▶ **Exercise details**
Lines from the line with "Where can you find the ski" to the line with "Target: exposed rock face" in the entries below, and only those, must be output exactly, with both ends included.

Supplied data section start

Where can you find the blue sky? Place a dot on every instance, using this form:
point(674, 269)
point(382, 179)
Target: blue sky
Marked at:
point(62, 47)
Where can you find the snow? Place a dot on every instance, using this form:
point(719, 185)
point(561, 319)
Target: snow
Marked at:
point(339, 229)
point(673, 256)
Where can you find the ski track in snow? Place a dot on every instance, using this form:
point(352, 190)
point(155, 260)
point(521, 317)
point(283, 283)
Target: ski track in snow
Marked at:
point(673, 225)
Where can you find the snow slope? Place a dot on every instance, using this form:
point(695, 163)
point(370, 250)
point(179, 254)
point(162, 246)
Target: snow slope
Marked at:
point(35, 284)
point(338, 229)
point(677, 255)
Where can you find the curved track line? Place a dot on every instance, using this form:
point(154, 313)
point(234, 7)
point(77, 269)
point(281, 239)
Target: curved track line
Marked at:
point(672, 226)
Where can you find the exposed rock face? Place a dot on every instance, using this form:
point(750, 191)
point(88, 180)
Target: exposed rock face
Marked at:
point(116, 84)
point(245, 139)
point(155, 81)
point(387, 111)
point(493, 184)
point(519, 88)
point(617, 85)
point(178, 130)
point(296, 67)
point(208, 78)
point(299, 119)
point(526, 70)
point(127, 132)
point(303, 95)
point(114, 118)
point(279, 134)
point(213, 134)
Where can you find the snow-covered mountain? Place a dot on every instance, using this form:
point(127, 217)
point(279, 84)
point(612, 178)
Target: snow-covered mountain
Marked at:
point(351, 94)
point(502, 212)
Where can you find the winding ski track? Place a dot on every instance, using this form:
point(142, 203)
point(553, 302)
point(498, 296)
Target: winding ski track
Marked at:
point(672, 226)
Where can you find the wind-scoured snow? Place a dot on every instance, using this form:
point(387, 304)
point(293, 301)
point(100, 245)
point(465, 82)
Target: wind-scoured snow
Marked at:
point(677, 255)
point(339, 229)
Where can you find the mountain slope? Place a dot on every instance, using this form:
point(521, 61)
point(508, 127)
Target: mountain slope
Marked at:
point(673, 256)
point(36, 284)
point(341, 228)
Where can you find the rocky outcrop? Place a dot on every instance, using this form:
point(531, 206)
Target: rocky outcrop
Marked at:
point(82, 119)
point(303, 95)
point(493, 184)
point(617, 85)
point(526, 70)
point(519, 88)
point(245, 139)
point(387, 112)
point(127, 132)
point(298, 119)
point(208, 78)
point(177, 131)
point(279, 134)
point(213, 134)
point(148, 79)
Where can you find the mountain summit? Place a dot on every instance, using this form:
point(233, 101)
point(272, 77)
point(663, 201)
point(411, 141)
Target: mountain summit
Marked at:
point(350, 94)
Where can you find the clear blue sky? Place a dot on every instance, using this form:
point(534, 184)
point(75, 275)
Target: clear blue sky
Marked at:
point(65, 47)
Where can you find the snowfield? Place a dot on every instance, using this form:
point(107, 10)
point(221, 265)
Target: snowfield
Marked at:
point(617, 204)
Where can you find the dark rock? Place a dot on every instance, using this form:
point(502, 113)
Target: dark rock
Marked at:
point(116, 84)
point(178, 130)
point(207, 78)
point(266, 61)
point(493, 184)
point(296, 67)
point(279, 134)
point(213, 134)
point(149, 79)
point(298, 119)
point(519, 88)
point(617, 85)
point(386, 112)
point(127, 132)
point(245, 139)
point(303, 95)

Supplied data section end

▶ **Finished exercise**
Where can you find the ski track in snow? Place a dot on every instance, using this form:
point(352, 190)
point(155, 260)
point(521, 317)
point(283, 283)
Target: ski track in snow
Marked at:
point(673, 225)
Where can you find the snow slope? Place a dot on every instance, using this form:
point(695, 163)
point(370, 250)
point(179, 254)
point(162, 246)
Target: snow slope
Marked at:
point(35, 284)
point(338, 229)
point(677, 255)
Where can you find the curved track line? Place a dot on every instance, using this form:
point(154, 313)
point(234, 7)
point(77, 269)
point(281, 239)
Target: curved track line
Marked at:
point(672, 226)
Where can you find the exposed rock face? Place a dot on every instance, using this form:
point(750, 191)
point(88, 180)
Target: exposed rock face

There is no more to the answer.